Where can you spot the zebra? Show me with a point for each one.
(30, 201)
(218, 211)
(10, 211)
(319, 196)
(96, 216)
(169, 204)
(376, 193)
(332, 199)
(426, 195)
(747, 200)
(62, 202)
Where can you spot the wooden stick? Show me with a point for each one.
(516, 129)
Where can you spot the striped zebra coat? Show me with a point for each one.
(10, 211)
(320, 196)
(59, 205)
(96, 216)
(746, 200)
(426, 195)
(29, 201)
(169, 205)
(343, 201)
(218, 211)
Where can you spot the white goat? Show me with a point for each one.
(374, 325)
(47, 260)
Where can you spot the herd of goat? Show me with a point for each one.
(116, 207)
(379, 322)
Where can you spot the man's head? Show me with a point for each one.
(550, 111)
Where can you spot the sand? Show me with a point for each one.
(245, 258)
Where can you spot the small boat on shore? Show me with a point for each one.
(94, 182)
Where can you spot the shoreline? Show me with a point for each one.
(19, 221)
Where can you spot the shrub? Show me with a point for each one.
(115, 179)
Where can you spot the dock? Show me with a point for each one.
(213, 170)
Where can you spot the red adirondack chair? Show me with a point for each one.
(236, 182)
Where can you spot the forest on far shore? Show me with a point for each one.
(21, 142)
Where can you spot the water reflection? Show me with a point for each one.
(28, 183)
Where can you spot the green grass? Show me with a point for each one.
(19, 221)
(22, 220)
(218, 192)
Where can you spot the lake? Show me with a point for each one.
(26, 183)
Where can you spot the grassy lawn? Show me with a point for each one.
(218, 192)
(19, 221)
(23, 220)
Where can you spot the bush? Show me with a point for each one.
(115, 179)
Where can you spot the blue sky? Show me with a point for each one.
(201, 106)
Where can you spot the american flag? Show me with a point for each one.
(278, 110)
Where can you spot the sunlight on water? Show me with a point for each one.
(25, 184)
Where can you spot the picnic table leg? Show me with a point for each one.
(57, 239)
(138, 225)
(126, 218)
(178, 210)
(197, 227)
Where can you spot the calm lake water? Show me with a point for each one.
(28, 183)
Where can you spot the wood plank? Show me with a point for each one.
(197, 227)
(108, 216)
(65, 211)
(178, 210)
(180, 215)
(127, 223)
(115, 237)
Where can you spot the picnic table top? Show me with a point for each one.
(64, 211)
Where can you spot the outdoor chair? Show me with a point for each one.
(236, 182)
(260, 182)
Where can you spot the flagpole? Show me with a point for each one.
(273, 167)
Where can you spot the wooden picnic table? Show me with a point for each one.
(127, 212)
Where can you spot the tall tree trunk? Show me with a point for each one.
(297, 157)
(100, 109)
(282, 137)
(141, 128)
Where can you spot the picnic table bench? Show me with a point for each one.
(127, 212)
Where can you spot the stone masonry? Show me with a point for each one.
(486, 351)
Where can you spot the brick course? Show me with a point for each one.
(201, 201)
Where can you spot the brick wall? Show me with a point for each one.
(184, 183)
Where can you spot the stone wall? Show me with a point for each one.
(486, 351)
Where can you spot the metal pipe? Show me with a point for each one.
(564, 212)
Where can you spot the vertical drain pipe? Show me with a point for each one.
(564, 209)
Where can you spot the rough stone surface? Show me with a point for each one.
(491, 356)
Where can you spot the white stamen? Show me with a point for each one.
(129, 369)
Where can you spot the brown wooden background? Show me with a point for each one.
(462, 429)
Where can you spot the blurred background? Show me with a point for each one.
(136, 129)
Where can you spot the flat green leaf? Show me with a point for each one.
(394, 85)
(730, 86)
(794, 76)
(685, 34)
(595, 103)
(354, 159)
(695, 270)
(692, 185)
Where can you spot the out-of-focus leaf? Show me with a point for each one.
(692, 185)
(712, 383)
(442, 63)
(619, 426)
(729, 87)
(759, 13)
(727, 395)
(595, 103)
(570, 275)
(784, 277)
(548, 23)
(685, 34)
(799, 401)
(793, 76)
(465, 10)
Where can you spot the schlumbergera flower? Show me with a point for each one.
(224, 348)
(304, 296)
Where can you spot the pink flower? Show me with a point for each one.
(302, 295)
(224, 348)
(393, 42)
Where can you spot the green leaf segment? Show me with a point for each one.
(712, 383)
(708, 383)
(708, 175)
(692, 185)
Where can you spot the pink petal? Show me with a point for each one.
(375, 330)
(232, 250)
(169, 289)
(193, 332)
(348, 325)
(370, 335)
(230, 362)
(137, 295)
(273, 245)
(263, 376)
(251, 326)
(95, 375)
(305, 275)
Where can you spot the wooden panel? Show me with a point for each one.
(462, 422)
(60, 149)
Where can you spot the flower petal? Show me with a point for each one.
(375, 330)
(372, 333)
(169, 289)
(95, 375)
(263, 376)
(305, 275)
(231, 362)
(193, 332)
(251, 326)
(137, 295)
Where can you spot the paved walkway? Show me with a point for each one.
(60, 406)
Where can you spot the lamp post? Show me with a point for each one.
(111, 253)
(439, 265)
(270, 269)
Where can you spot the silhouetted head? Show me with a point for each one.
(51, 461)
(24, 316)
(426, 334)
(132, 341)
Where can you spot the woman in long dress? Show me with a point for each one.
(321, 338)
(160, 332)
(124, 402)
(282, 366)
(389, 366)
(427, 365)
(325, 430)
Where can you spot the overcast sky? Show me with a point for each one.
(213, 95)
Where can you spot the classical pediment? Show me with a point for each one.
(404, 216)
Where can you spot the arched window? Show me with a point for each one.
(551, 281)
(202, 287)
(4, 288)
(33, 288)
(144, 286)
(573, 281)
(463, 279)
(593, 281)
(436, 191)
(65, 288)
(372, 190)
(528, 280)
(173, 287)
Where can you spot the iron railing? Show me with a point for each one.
++++
Written problem: Exactly reproduce every record.

Written answer:
Where can you spot the zebra? Show me with a point for each one.
(30, 201)
(218, 211)
(10, 211)
(319, 196)
(96, 216)
(169, 204)
(376, 193)
(332, 199)
(426, 195)
(747, 200)
(62, 202)
Where can you spot the wooden stick? Show me with a point for each one.
(516, 129)
Where can you spot the striped zebra coat? Show me with a point for each one.
(10, 211)
(320, 196)
(59, 205)
(96, 216)
(746, 200)
(426, 195)
(29, 201)
(169, 205)
(343, 201)
(218, 211)
Where can you spot the white goat? Show me with a point for each one.
(374, 325)
(47, 260)
Where can you spot the herd of goat? Show me with a point for each one.
(116, 207)
(379, 322)
Where can you spot the man's head? Show me with a point for each one.
(550, 111)
Where can you spot the sand? Show me with a point for each one.
(245, 258)
Where can you spot the small boat on shore? Show me with a point for each one.
(94, 182)
Where can you spot the shoreline? Show me with a point for each one.
(19, 221)
Where can you spot the shrub? Show me with a point for each one.
(115, 179)
Where can you spot the dock? Show me with a point for each one.
(213, 170)
Where can you spot the red adirondack chair? Show me with a point for each one.
(236, 182)
Where can you spot the forest on far shore? Show me with a point for each one.
(21, 142)
Where can you spot the water reflection? Show me with a point for each one.
(28, 183)
Where can you spot the green grass? Show me with a point for each one.
(19, 221)
(22, 220)
(218, 192)
Where can you spot the lake? Show me with a point for each one.
(26, 183)
Where can you spot the grassy lawn? Show me with a point for each one.
(218, 192)
(19, 221)
(23, 220)
Where can you spot the bush? Show me with a point for each one.
(115, 179)
Where can you spot the blue sky? Show me with a point for each one.
(201, 106)
Where can you spot the american flag? Show me with a point for each one.
(278, 110)
Where can you spot the sunlight on water? Show me with a point for each one.
(25, 184)
Where can you spot the picnic table leg? Show me with a point for each one.
(57, 239)
(138, 225)
(126, 218)
(178, 210)
(197, 227)
Where can you spot the calm lake water? Show me with a point for each one.
(28, 183)
Where can you spot the wood plank? Show me with a point for each one.
(197, 227)
(108, 216)
(65, 211)
(178, 210)
(180, 215)
(127, 223)
(115, 237)
Where can you spot the picnic table top? Show me with a point for each one.
(64, 211)
Where can you spot the outdoor chair? Show me with a point for each one.
(236, 182)
(260, 182)
Where can you spot the flagpole? Show me with a point for each one.
(273, 167)
Where can you spot the wooden picnic table? Show me with a point for each one.
(127, 212)
Where can you spot the tall tree trunk? Show me with a point for each one.
(297, 157)
(100, 109)
(282, 137)
(141, 128)
Where can you spot the picnic table bench? Show me with a point for each one.
(127, 212)
Where can you spot the stone masonry? Show me with a point for each one.
(486, 351)
Where can you spot the brick course? Show me with a point for each one.
(201, 201)
Where can you spot the brick wall? Show me with a point for each one.
(184, 183)
Where can you spot the stone wall? Show me with a point for each one.
(486, 351)
Where can you spot the metal pipe? Show me with a point for each one.
(564, 212)
Where can you spot the vertical drain pipe? Show me with a point for each one.
(564, 209)
Where can you spot the rough stone surface? Show me with a point for each one.
(491, 356)
Where can you spot the white stamen? Show me with a point for each one.
(129, 369)
Where can you spot the brown wooden background? Show me with a point for each one.
(462, 429)
Where can you spot the blurred background? Show me with a point for each one.
(136, 129)
Where can you spot the flat green leaf? Show me with a point for each one.
(394, 85)
(730, 86)
(794, 76)
(685, 34)
(595, 103)
(354, 159)
(695, 270)
(692, 185)
Where can you spot the out-of-focus leaf? Show me with a point for each one.
(692, 185)
(712, 383)
(442, 63)
(619, 426)
(729, 87)
(759, 13)
(727, 395)
(595, 103)
(570, 275)
(784, 277)
(548, 23)
(685, 34)
(799, 401)
(793, 76)
(465, 10)
Where can you spot the schlumbergera flower? Show me with a point for each one.
(224, 348)
(304, 296)
Where can you spot the pink flower? Show me with a point for each one.
(302, 295)
(224, 348)
(393, 42)
Where can you spot the green leaf segment? Show me with a point for each one.
(712, 383)
(708, 383)
(708, 175)
(692, 185)
Where can you spot the pink petal? Show me with a point for each one.
(375, 330)
(232, 250)
(169, 289)
(193, 332)
(348, 325)
(370, 335)
(230, 362)
(137, 295)
(273, 245)
(263, 376)
(251, 326)
(95, 375)
(305, 275)
Where can you spot the wooden panel? Show me with a point for each one.
(462, 422)
(60, 149)
Where can you spot the flower petal? Show me with a point for each one.
(375, 330)
(372, 333)
(169, 289)
(95, 375)
(263, 376)
(305, 275)
(231, 362)
(193, 332)
(251, 326)
(137, 295)
Where can you spot the paved walkway? Show me with a point for each one.
(60, 406)
Where can you spot the lamp post? Show me with a point for each one.
(111, 253)
(439, 265)
(270, 269)
Where can you spot the silhouetted head? Show me with a point for each one.
(51, 461)
(24, 316)
(426, 334)
(132, 341)
Where can you spot the woman in long dress? Show me with a point for each one.
(321, 338)
(160, 332)
(124, 402)
(282, 366)
(389, 366)
(427, 365)
(325, 430)
Where can you spot the overcast sky? Show me with a point for each one.
(213, 95)
Where can you spot the classical pediment? Show me with a point for each one.
(404, 216)
Where can you spot the arched window? Show me with a point for each one.
(551, 281)
(202, 287)
(4, 288)
(33, 288)
(144, 286)
(573, 281)
(463, 279)
(593, 281)
(436, 191)
(65, 288)
(372, 190)
(528, 280)
(173, 287)
Where can you spot the iron railing? Show me with a point for each one.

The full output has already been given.